▸ Work item
Each line shown below should be copied exactly.

[Start of section]

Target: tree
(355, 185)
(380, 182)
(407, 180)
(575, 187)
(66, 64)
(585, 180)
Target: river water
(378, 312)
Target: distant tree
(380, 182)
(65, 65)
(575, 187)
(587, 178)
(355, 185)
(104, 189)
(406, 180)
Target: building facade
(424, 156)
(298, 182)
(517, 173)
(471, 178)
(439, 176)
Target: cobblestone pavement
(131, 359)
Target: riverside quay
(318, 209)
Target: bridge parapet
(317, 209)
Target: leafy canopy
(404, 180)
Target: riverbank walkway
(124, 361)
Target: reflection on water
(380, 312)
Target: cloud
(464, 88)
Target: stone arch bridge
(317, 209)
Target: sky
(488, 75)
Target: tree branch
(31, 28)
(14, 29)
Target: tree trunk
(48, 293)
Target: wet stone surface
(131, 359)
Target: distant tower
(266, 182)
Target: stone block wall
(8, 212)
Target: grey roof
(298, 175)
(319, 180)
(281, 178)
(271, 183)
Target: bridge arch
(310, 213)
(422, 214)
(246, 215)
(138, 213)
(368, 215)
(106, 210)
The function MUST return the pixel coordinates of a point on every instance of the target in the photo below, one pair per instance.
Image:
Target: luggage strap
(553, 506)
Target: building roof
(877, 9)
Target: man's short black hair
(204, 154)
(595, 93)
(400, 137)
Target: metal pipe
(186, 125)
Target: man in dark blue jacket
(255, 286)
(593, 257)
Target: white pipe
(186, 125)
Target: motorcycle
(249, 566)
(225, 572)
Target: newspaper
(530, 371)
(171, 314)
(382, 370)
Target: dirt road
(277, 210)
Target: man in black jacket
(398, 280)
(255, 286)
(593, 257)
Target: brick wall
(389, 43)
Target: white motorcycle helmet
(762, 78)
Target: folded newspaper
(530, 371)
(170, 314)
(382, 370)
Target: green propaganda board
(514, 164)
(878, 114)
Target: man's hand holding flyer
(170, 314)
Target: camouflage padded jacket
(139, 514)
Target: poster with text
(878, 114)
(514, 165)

[End of section]

▸ Task solution
Target: tree
(355, 185)
(380, 182)
(407, 180)
(575, 187)
(66, 64)
(585, 180)
Target: river water
(378, 312)
Target: distant tree
(380, 182)
(65, 65)
(575, 187)
(587, 178)
(355, 185)
(104, 189)
(406, 180)
Target: building facade
(424, 156)
(298, 182)
(517, 173)
(471, 178)
(439, 176)
Target: cobblestone pavement
(131, 359)
Target: riverside quay
(318, 209)
Target: bridge parapet
(317, 209)
Target: leafy canopy
(404, 180)
Target: riverbank walkway
(124, 361)
Target: reflection on water
(380, 312)
Target: cloud
(464, 88)
Target: stone arch bridge
(317, 209)
Target: sky
(488, 75)
Target: tree branch
(31, 28)
(14, 29)
Target: tree trunk
(48, 293)
Target: wet stone surface
(131, 359)
Target: distant tower
(266, 182)
Target: stone block wall
(8, 212)
Target: grey roof
(298, 175)
(319, 180)
(281, 178)
(271, 183)
Target: bridge arch
(310, 213)
(422, 214)
(246, 215)
(138, 213)
(368, 215)
(106, 210)
The function MUST return the pixel coordinates of a point on every instance of the target in the photo below, one pair per instance.
Image:
Target: luggage strap
(553, 506)
Target: building roof
(877, 9)
Target: man's short black hair
(204, 154)
(595, 93)
(400, 137)
Target: metal pipe
(186, 125)
Target: man in dark blue jacket
(255, 286)
(593, 257)
Target: white pipe
(186, 125)
Target: motorcycle
(249, 566)
(225, 572)
Target: newspaper
(530, 371)
(171, 314)
(382, 370)
Target: dirt road
(277, 210)
Target: man in black jacket
(398, 280)
(255, 286)
(593, 257)
Target: brick wall
(389, 43)
Target: white motorcycle helmet
(762, 78)
Target: folded newspaper
(530, 371)
(170, 314)
(382, 370)
Target: green propaganda board
(514, 164)
(878, 114)
Target: man's hand holding flyer
(170, 314)
Target: camouflage padded jacket
(139, 514)
Target: poster with text
(878, 114)
(514, 165)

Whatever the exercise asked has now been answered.